== Document excerpt

Deadly Quicksilver Lies
- Author: Glen Cook
- Language: English
- Series: Garrett P.I.
- Genre: Fantasy, mystery
- Publisher: Roc
- Publication date: March 1994
- Publication place: United States
- Media type: Print (paperback)
- Pages: 347
- ISBN: 0-451-45305-0
- OCLC: 29942692
- Preceded by: Red Iron Nights
- Followed by: Petty Pewter Gods

= Deadly Quicksilver Lies =

Novel by Glen Cook

Deadly Quicksilver Lies is a fantasy novel by American writer Glen Cook, the seventh novel in his ongoing Garrett P.I. series. It was published in 1994. The series combines elements of mystery and fantasy as it follows the adventures of private investigator Garrett.

==Plot introduction==
Garrett is a hardboiled detective living in the city of TunFaire, a melting pot of different races, cultures, religions, and species. When people have problems, they often come to Garrett for help, but trouble has a way of finding Garrett on its own, whether he likes it or not.

====
== Material shown

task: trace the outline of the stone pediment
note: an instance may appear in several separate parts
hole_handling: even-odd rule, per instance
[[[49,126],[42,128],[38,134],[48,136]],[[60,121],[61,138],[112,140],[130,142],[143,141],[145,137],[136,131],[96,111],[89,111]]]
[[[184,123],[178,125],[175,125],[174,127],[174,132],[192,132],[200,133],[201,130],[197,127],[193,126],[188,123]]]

====

Directions
Decide whether each statement below agrees with the book entry above. Answer yes or no and quote the words from the entry that settle it.
1. The novel is the sixth book in the Garrett P.I. series.
2. TunFaire is home to a mix of races and species.
3. The book was issued as a hardcover.

Output of the task
1. No: "the seventh novel in his ongoing Garrett P.I. series"
2. Yes: "a melting pot of different races, cultures, religions, and species"
3. No: "Print (paperback)"